== Records from a collection ==
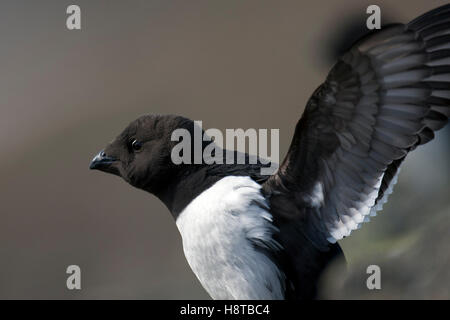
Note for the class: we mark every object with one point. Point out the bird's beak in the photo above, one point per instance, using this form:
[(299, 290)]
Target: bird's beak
[(103, 163)]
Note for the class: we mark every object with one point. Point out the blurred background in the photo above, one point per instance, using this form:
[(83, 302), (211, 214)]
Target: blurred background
[(232, 64)]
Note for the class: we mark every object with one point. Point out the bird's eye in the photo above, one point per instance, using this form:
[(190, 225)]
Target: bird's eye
[(136, 145)]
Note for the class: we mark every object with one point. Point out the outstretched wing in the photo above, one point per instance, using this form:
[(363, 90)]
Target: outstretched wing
[(384, 97)]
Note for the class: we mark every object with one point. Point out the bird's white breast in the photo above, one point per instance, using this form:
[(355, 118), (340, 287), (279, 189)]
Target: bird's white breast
[(220, 230)]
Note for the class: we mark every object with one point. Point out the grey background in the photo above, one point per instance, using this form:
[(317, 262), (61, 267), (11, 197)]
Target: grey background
[(232, 64)]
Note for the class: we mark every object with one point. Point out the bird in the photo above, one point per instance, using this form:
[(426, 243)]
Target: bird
[(251, 236)]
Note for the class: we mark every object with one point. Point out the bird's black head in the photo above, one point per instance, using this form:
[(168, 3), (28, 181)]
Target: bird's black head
[(141, 154)]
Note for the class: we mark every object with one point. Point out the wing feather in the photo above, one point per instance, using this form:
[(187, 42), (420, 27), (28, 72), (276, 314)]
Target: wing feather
[(385, 96)]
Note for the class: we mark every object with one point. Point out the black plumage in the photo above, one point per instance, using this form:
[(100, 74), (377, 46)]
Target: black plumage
[(383, 98)]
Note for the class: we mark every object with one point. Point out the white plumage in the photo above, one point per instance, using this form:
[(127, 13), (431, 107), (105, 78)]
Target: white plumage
[(221, 229)]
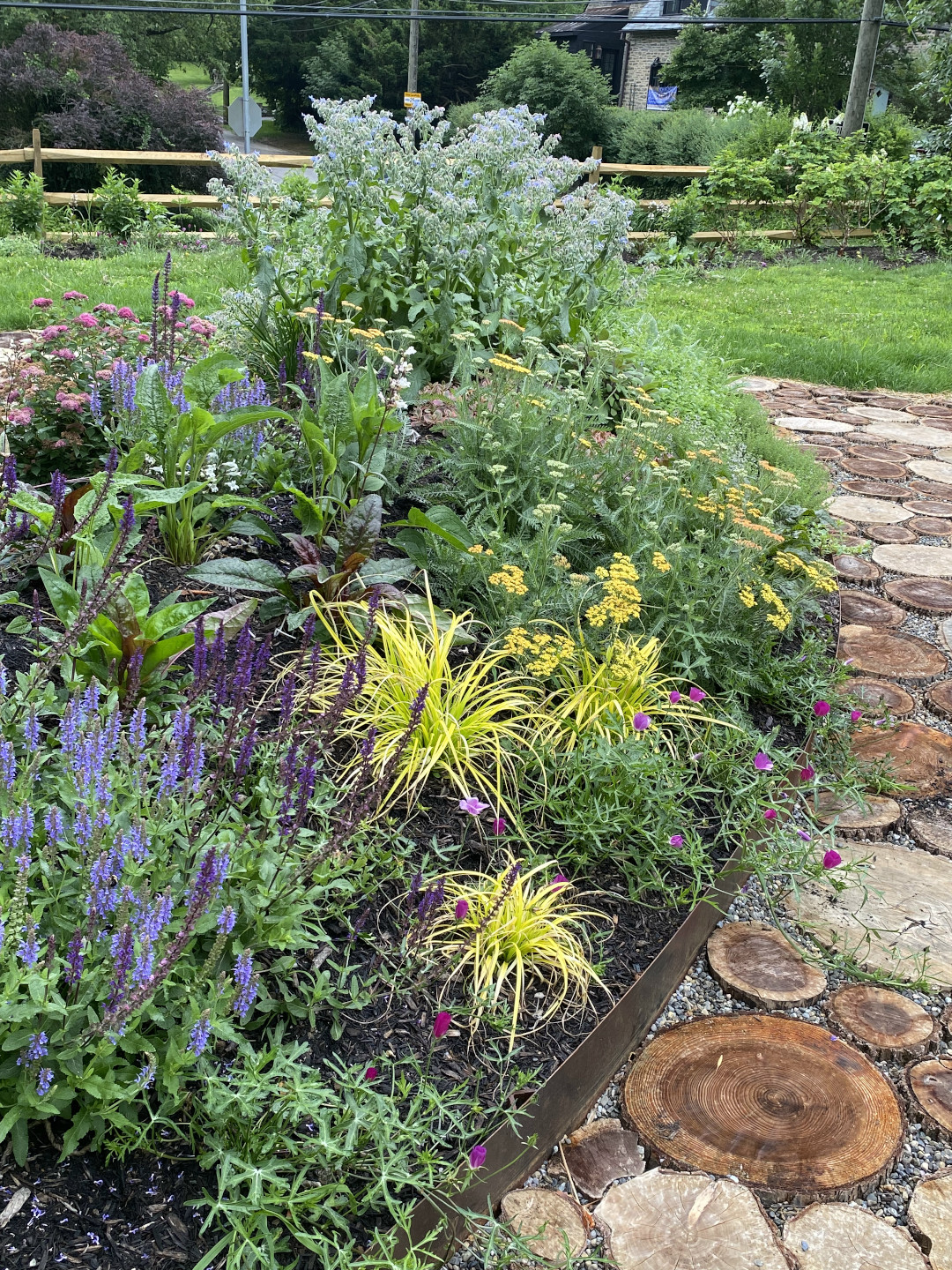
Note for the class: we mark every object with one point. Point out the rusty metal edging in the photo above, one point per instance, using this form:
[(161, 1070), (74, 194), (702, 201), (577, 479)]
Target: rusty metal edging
[(562, 1104)]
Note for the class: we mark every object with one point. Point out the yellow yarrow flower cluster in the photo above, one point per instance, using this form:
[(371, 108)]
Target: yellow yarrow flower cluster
[(621, 598), (546, 652), (510, 578)]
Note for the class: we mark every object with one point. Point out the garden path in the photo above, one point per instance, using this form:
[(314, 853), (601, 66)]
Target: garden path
[(798, 1109)]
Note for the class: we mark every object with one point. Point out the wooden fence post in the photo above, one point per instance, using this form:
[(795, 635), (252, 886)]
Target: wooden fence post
[(596, 153)]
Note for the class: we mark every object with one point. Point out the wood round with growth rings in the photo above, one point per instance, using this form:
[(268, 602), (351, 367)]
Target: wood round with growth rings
[(773, 1102)]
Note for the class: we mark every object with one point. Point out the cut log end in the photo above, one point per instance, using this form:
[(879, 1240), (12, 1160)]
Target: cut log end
[(756, 964), (883, 1022)]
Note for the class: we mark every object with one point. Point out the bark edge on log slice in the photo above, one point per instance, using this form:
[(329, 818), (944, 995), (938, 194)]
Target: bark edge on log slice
[(758, 964), (773, 1102), (882, 1022), (842, 1237), (931, 1218), (928, 1087)]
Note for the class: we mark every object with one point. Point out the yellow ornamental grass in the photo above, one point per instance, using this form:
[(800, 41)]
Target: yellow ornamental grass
[(516, 927), (475, 719)]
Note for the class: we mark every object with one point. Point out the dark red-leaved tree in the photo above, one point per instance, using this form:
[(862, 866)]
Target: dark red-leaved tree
[(83, 92)]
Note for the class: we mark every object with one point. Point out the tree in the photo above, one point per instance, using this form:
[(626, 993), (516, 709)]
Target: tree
[(566, 88)]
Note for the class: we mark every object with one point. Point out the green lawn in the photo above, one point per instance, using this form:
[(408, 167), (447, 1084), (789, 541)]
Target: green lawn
[(122, 280), (836, 322)]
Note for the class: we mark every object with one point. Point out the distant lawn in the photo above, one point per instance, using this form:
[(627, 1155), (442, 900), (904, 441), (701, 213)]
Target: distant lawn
[(123, 280), (834, 322)]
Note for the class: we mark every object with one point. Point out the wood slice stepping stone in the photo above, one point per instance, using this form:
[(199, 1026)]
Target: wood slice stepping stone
[(598, 1154), (551, 1223), (931, 469), (909, 433), (856, 819), (890, 534), (891, 917), (882, 1022), (918, 560), (923, 594), (856, 569), (876, 469), (867, 511), (773, 1102), (889, 654), (940, 698), (880, 415), (801, 423), (758, 964), (668, 1221), (843, 1237), (874, 489), (932, 833), (932, 526), (863, 609), (918, 756), (929, 507), (928, 1085), (931, 1218)]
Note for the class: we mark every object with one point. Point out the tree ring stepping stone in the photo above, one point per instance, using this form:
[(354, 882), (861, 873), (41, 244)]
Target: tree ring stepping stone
[(874, 489), (909, 433), (890, 917), (758, 964), (843, 1237), (881, 415), (932, 833), (932, 526), (923, 594), (867, 511), (854, 819), (890, 654), (804, 423), (668, 1221), (773, 1102), (932, 469), (940, 698), (929, 507), (928, 1084), (882, 1022), (918, 560), (876, 469), (550, 1222), (863, 609), (598, 1154), (918, 756), (890, 534), (931, 1218), (856, 569)]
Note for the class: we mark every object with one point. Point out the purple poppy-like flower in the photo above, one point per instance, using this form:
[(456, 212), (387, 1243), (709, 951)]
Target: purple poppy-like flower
[(472, 805)]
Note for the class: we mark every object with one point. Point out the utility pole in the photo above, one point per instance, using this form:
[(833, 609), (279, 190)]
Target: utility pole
[(414, 46), (863, 63), (245, 93)]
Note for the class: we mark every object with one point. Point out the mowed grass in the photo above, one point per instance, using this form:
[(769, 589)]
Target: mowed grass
[(836, 322), (122, 280)]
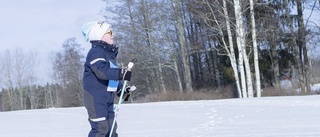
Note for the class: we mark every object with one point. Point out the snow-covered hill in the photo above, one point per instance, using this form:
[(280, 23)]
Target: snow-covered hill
[(295, 116)]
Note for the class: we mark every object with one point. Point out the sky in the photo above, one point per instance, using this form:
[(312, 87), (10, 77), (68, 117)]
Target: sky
[(43, 25), (291, 116)]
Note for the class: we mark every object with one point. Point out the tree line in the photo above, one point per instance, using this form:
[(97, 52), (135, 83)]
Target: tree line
[(182, 46)]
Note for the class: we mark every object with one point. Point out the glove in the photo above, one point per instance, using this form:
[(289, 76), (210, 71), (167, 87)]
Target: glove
[(128, 90), (125, 75)]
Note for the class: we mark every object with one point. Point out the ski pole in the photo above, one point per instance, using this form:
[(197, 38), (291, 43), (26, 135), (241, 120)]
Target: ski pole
[(116, 109)]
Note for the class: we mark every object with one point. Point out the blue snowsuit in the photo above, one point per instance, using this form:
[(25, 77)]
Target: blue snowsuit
[(101, 81)]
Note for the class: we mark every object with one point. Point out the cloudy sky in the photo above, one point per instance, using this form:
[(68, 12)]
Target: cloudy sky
[(43, 25)]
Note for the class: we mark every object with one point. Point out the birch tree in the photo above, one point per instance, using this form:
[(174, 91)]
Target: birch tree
[(255, 49)]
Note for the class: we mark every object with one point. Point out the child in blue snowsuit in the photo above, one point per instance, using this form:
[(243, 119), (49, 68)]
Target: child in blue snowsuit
[(101, 78)]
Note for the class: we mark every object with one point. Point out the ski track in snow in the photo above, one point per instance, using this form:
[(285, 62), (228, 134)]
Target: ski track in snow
[(295, 116)]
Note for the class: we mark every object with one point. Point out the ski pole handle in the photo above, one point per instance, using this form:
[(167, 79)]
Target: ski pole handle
[(130, 65)]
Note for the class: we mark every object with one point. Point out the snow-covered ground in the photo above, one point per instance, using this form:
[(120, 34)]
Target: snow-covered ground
[(295, 116)]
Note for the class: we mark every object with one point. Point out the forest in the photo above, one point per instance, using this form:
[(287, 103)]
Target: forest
[(185, 49)]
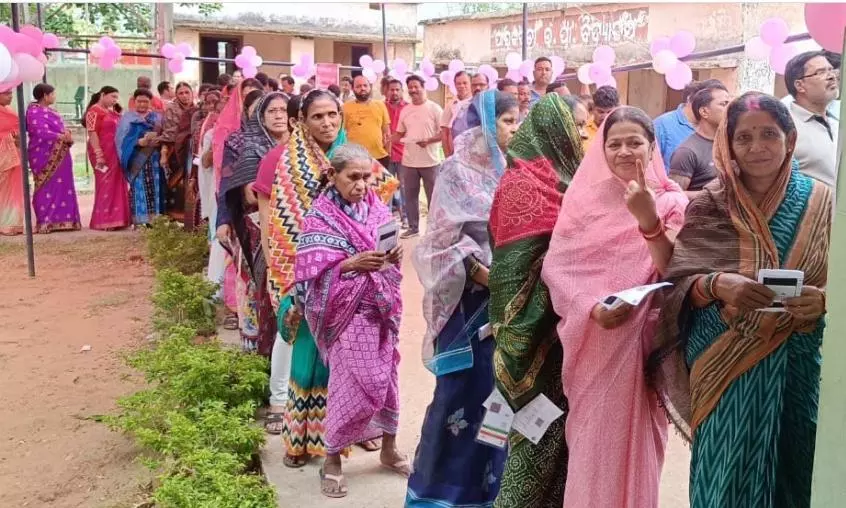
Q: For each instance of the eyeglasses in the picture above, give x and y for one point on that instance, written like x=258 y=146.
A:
x=821 y=73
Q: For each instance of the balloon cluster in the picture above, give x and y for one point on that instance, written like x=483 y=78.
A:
x=305 y=69
x=248 y=61
x=176 y=55
x=770 y=44
x=599 y=71
x=666 y=52
x=371 y=68
x=106 y=52
x=825 y=23
x=22 y=55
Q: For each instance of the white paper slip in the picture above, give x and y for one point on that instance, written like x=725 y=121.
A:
x=485 y=331
x=497 y=422
x=387 y=236
x=535 y=417
x=784 y=283
x=631 y=296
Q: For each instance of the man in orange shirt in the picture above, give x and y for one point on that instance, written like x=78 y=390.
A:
x=143 y=82
x=367 y=122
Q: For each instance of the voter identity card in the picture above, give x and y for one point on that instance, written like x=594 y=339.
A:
x=387 y=236
x=784 y=283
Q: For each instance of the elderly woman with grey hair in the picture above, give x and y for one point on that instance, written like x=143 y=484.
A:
x=350 y=293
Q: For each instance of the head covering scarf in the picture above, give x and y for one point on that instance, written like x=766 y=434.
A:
x=229 y=121
x=542 y=159
x=296 y=185
x=726 y=231
x=458 y=230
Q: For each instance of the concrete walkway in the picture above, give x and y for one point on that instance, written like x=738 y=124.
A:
x=371 y=486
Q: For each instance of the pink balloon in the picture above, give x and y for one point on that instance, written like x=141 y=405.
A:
x=679 y=76
x=527 y=68
x=50 y=41
x=514 y=75
x=32 y=32
x=757 y=49
x=512 y=61
x=168 y=50
x=456 y=66
x=774 y=31
x=427 y=67
x=825 y=23
x=184 y=48
x=659 y=44
x=30 y=69
x=664 y=61
x=584 y=74
x=558 y=65
x=370 y=74
x=599 y=73
x=175 y=65
x=780 y=55
x=112 y=52
x=447 y=77
x=604 y=55
x=97 y=50
x=683 y=43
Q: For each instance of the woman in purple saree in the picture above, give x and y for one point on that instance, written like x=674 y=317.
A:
x=352 y=303
x=54 y=200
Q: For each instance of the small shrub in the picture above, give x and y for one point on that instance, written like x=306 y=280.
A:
x=185 y=301
x=170 y=247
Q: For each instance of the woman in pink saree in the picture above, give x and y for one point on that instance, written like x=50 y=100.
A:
x=352 y=302
x=11 y=171
x=111 y=192
x=615 y=231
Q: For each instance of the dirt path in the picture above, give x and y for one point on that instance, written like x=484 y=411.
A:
x=91 y=289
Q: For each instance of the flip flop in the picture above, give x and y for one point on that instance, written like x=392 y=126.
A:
x=371 y=445
x=340 y=483
x=401 y=467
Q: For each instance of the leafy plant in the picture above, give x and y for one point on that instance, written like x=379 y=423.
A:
x=169 y=246
x=184 y=301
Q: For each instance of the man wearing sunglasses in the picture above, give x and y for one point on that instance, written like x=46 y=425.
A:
x=813 y=83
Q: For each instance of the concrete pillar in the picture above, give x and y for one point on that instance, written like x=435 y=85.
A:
x=753 y=74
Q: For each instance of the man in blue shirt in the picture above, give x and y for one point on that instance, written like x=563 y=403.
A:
x=675 y=126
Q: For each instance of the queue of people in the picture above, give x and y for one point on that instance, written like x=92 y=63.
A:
x=545 y=206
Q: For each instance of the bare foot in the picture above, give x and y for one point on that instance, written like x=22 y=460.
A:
x=332 y=481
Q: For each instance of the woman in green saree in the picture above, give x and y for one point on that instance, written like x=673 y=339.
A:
x=542 y=159
x=741 y=383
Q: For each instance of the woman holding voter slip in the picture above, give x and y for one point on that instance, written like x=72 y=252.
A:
x=615 y=232
x=457 y=462
x=740 y=381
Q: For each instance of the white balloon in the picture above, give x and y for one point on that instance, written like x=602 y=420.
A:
x=5 y=62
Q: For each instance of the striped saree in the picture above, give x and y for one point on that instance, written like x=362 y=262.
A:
x=745 y=386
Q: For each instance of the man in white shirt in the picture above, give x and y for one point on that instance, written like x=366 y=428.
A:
x=812 y=81
x=463 y=94
x=418 y=129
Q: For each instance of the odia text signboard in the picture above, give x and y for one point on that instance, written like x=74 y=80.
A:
x=609 y=27
x=326 y=74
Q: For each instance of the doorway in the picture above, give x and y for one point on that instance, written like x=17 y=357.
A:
x=356 y=52
x=213 y=46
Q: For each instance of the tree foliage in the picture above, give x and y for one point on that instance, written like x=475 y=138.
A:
x=111 y=18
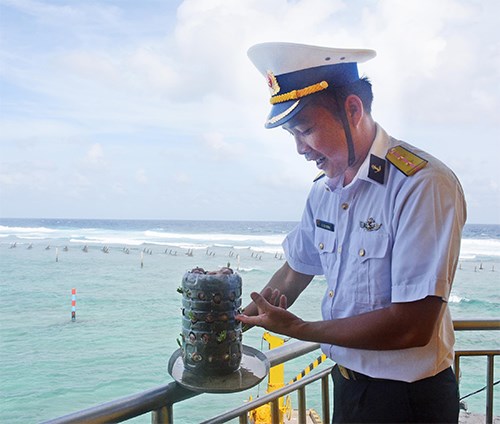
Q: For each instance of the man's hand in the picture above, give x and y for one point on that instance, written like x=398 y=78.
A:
x=273 y=318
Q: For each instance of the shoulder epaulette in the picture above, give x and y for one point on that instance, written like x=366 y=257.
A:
x=319 y=176
x=404 y=160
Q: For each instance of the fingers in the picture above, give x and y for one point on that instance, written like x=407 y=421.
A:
x=272 y=295
x=283 y=302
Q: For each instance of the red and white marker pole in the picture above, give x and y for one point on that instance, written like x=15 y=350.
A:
x=73 y=304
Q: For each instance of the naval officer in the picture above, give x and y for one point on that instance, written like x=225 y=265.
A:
x=383 y=224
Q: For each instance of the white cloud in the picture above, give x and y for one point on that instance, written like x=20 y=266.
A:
x=95 y=155
x=123 y=79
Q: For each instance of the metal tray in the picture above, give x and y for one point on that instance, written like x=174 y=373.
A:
x=253 y=369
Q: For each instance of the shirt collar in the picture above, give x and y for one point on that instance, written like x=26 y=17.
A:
x=378 y=149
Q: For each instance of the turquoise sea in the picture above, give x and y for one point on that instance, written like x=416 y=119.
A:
x=128 y=310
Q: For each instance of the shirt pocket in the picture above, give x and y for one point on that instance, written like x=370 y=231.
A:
x=369 y=251
x=326 y=245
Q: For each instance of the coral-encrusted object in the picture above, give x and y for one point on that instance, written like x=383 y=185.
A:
x=211 y=337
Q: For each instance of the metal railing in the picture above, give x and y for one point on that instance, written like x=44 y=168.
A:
x=160 y=400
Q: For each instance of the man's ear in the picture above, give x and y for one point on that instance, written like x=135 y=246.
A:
x=354 y=109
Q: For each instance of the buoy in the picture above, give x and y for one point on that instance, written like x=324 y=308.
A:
x=73 y=304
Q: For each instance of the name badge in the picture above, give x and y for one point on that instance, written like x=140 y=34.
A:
x=325 y=225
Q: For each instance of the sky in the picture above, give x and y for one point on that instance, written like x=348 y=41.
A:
x=151 y=109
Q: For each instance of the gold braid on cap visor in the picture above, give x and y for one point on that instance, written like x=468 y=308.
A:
x=297 y=94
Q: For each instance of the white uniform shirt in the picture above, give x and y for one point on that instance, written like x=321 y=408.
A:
x=396 y=239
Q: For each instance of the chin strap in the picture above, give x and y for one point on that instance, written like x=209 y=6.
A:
x=350 y=145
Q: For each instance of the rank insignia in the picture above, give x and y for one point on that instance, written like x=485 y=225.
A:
x=370 y=225
x=325 y=225
x=272 y=82
x=377 y=169
x=319 y=176
x=407 y=162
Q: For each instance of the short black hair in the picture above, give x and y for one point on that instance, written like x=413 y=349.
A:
x=361 y=88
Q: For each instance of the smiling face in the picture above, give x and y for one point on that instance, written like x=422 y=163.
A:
x=320 y=137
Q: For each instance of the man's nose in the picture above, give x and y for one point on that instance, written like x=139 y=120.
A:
x=302 y=148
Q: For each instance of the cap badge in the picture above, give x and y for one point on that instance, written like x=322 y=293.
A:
x=370 y=225
x=272 y=82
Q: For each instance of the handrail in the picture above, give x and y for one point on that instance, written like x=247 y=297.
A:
x=157 y=399
x=154 y=399
x=476 y=325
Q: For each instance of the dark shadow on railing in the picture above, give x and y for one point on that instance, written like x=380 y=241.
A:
x=159 y=401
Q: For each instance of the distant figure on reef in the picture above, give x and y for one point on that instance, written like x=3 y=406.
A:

== Instructions to follow ==
Retype only the lines above from the one with "Target: grey background" through the one with "out the rusty", exactly and with both ends. Images stay out.

== Solved problem ==
Target: grey background
[(232, 64)]
Note for the class: we mark every object with one point. Point out the bird in the photo above, one point per instance, using this form:
[(426, 243)]
Target: bird
[(251, 236)]
Note for the class: we mark every object with one point. Point out the bird's black head in the photo above, one point per instance, using this form:
[(168, 3), (28, 181)]
Target: bird's black head
[(141, 154)]
Note for the class: we mark every object with one point. Point out the wing feather in the photo above, one point per instance, using this form:
[(187, 42), (420, 27), (28, 72), (276, 314)]
Target: wing feather
[(385, 96)]
Note for the class: we mark every object with one point. Point out the black plumage in the photo above, one point per instance, using this form:
[(100, 74), (377, 46)]
Target: black plumage
[(383, 98)]
Note for the class: we mark every object with one point. Point out the white plumage in the photo above, one point per instance, using this form:
[(127, 13), (431, 107), (105, 78)]
Target: white plumage
[(221, 229)]
Note for the class: we mark every object with one point. Point out the rusty metal edging in the photo above, one point per instance, using this form:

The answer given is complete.